PROBLEM TO SOLVE -
All lines holding the string "orange" should be copied from the data below.

ENTRIES PROVIDED -
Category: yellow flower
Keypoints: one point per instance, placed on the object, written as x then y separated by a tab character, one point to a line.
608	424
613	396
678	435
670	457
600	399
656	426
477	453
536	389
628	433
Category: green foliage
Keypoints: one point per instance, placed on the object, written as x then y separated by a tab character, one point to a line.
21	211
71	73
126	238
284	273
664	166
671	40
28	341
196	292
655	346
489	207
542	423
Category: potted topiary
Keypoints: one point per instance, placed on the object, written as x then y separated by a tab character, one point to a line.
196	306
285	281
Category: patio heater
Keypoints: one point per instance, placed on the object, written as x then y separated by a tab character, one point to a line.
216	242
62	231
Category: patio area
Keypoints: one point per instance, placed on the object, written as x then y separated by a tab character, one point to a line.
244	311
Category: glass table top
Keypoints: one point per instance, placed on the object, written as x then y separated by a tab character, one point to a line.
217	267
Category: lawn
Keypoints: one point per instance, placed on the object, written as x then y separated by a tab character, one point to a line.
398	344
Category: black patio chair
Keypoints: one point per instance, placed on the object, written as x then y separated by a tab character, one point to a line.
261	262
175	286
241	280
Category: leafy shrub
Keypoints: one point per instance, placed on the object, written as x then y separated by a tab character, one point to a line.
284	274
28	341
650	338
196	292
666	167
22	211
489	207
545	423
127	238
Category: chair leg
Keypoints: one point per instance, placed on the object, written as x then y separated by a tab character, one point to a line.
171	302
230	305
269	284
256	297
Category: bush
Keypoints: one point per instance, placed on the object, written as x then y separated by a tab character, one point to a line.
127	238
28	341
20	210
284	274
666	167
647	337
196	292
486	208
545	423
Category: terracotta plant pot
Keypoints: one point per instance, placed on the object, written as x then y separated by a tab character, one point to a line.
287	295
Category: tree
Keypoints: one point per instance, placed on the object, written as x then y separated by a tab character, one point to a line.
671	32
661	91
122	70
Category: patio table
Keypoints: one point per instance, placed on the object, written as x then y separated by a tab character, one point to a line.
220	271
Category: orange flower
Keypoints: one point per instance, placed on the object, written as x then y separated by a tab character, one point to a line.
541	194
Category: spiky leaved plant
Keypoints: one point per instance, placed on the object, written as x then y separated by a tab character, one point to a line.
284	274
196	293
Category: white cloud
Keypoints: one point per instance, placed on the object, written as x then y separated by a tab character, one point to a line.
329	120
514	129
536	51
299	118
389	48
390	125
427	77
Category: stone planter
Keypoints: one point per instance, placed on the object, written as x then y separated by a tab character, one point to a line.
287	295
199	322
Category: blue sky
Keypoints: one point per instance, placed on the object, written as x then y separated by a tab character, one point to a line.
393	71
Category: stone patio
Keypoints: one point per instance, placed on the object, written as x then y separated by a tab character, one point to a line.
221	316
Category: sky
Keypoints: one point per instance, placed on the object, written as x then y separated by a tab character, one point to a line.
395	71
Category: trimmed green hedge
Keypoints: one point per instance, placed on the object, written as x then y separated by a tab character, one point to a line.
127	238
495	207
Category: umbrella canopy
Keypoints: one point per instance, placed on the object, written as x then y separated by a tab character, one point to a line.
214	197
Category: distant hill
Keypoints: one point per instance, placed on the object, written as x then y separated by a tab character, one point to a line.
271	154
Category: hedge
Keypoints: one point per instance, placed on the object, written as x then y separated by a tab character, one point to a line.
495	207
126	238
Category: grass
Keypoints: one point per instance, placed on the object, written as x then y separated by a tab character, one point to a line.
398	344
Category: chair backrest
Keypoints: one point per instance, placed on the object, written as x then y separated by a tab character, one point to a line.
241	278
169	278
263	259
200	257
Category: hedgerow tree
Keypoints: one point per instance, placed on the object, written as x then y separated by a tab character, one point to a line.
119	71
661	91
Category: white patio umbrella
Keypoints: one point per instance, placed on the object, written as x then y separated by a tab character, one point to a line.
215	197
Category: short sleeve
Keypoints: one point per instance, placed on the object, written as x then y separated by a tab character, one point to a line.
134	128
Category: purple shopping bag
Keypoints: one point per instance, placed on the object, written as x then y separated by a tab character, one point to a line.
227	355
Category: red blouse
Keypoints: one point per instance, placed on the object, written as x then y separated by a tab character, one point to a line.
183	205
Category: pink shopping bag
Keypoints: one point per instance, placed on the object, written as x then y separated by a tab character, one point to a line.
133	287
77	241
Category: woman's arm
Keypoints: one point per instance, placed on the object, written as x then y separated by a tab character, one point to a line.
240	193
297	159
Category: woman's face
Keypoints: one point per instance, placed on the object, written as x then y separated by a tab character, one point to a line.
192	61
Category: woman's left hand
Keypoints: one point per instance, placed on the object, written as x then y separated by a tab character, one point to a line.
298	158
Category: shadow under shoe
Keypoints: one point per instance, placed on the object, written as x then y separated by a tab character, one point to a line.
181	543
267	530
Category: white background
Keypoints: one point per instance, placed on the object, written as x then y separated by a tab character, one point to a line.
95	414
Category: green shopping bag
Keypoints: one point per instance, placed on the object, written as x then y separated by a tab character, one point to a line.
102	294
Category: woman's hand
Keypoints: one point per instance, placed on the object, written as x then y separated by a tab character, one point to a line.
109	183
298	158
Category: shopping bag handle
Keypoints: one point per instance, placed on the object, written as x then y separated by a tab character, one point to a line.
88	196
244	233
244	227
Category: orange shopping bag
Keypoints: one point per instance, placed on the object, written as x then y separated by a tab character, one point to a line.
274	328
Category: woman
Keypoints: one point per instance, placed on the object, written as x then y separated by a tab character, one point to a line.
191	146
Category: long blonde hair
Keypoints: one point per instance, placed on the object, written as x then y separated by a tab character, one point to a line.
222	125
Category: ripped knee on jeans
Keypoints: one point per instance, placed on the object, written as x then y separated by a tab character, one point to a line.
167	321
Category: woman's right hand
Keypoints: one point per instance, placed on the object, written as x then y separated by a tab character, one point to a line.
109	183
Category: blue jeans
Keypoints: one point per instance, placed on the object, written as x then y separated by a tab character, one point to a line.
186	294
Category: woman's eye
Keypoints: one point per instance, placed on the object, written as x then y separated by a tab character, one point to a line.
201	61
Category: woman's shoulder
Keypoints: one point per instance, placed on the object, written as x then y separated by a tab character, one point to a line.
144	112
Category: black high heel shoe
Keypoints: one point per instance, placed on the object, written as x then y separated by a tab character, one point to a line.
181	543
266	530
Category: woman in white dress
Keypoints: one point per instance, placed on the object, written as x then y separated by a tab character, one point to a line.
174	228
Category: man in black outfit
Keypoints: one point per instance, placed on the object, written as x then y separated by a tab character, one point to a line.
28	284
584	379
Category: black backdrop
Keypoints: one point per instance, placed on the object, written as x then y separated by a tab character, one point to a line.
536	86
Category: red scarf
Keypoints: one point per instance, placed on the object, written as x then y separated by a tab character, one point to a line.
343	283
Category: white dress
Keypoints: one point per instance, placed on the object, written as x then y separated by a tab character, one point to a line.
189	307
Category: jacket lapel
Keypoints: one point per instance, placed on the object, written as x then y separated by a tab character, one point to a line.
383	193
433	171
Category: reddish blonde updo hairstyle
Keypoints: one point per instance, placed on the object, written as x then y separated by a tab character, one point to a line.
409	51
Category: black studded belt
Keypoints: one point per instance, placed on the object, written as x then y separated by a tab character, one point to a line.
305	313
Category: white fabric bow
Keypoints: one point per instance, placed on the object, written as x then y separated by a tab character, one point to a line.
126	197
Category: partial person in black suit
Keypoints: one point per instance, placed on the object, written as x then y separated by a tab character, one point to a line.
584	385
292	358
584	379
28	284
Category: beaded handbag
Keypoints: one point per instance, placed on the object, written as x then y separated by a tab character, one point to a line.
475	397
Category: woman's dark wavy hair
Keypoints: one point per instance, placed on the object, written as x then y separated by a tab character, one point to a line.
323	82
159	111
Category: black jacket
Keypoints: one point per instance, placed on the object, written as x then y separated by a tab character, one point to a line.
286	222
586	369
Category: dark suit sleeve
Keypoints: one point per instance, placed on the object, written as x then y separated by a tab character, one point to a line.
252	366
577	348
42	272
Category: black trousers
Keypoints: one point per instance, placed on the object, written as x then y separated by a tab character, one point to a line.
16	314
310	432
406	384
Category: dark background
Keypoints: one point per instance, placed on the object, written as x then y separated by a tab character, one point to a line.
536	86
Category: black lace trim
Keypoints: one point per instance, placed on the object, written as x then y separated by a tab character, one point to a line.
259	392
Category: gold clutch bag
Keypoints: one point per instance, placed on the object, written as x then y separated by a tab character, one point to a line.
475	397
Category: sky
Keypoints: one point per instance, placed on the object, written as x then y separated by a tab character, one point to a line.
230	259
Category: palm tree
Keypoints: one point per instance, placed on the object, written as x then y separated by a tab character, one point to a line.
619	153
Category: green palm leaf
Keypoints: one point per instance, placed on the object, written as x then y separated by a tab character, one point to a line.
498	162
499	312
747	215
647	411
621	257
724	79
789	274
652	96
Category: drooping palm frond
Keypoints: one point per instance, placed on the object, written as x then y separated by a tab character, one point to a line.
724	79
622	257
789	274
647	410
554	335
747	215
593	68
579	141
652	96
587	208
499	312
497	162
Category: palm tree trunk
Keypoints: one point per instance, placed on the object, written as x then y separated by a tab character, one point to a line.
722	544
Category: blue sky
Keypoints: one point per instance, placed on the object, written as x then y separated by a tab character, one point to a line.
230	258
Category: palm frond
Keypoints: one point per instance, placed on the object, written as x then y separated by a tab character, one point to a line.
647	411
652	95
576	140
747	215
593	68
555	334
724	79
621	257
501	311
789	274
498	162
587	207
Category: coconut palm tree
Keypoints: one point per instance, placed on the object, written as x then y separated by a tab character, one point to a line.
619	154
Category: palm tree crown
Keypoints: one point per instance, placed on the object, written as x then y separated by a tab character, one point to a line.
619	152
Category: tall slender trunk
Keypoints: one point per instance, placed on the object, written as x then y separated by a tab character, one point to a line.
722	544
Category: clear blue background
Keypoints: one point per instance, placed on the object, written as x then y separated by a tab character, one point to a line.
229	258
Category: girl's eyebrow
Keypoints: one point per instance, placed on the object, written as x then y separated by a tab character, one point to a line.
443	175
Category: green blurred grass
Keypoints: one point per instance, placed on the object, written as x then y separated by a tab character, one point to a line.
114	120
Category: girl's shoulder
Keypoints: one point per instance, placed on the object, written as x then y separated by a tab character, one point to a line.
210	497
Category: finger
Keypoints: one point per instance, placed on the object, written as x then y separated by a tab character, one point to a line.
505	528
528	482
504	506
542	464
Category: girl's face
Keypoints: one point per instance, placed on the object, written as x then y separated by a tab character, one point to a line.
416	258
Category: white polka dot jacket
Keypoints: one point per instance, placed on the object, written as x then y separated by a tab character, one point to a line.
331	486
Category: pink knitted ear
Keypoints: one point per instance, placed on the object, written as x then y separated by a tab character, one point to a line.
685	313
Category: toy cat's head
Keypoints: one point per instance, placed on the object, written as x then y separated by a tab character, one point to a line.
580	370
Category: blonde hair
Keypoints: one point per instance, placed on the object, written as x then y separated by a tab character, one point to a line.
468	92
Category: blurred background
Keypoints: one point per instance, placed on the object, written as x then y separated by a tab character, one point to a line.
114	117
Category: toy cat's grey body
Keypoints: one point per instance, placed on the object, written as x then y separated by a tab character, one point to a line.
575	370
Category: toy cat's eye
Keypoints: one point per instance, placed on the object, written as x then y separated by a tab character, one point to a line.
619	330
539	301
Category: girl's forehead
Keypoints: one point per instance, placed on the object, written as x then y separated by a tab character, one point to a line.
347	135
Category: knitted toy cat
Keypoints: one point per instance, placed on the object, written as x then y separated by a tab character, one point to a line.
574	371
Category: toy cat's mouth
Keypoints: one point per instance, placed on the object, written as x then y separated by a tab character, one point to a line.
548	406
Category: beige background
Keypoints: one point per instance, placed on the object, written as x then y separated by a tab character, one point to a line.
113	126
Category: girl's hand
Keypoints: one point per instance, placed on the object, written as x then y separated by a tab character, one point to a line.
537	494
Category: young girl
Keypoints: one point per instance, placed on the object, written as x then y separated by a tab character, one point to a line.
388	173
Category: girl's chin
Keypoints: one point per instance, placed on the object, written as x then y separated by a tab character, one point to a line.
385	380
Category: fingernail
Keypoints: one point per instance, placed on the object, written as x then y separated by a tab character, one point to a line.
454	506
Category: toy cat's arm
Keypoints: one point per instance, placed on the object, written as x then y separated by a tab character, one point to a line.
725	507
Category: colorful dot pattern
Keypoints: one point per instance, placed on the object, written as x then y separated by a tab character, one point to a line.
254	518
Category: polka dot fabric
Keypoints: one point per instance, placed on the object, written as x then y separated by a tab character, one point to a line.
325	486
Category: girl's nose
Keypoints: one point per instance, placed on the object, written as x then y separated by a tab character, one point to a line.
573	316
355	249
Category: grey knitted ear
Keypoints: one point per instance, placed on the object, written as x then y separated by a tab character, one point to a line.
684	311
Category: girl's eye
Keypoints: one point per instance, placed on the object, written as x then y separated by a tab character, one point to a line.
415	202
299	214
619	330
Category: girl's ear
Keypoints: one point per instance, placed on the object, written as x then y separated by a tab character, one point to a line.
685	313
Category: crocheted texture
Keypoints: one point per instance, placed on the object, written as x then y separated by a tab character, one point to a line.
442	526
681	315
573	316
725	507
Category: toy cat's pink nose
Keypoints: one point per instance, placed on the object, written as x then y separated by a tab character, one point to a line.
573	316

OUTPUT BELOW -
Category: orange flower
Category: orange shopping bag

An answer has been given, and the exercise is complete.